> Document section
Victims of McCarthyism
It is difficult to estimate the number of victims of McCarthyism. The number imprisoned is in the hundreds, and some ten or twelve thousand lost their jobs. In many cases simply being subpoenaed by HUAC or one of the other committees was sufficient cause to be fired. Many of those who were imprisoned, lost their jobs or were questioned by committees did in fact have a past or present connection of some kind with the Communist Party. But for the vast majority, both the potential for them to do harm to the nation and the nature of their communist affiliation were tenuous. Suspected homosexuality was also a common cause for being targeted by McCarthyism. The hunt for "sexual perverts", who were presumed to be subversive by nature, resulted in thousands being harassed and denied employment.
In the film industry, over 300 actors, authors and directors were denied work in the U.S. through the unofficial Hollywood blacklist. Blacklists were at work throughout the entertainment industry, in universities and schools at all levels, in the legal profession, and in many other fields. A port security program initiated by the Coast Guard shortly after the start of the Korean War required a review of every maritime worker who loaded or worked aboard any American ship, regardless of cargo or destination. As with other loyalty-security reviews of McCarthyism, the identities of any accusers and even the nature of any accusations were typically kept secret from the accused. Nearly 3,000 seamen and longshoremen lost their jobs due to this program alone.

> Data extract

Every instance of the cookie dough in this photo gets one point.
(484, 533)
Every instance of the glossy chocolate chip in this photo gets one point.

> Instructions
[1] Return the part of the passage on victims of McCarthyism that opens with the words containing "In the film" and closes with "this program alone.", copied word for word.
[2] Answer these questions from the passage on victims of McCarthyism.
(a) About how many people lost their jobs overall?
(b) How many actors, authors and directors were denied work through the Hollywood blacklist?
(c) How many seamen and longshoremen lost their jobs under the Coast Guard's port security program?

> Task responses
[1]
In the film industry, over 300 actors, authors and directors were denied work in the U.S. through the unofficial Hollywood blacklist. Blacklists were at work throughout the entertainment industry, in universities and schools at all levels, in the legal profession, and in many other fields. A port security program initiated by the Coast Guard shortly after the start of the Korean War required a review of every maritime worker who loaded or worked aboard any American ship, regardless of cargo or destination. As with other loyalty-security reviews of McCarthyism, the identities of any accusers and even the nature of any accusations were typically kept secret from the accused. Nearly 3,000 seamen and longshoremen lost their jobs due to this program alone.

[2]
(a) Some ten or twelve thousand.
(b) Over 300.
(c) Nearly 3,000.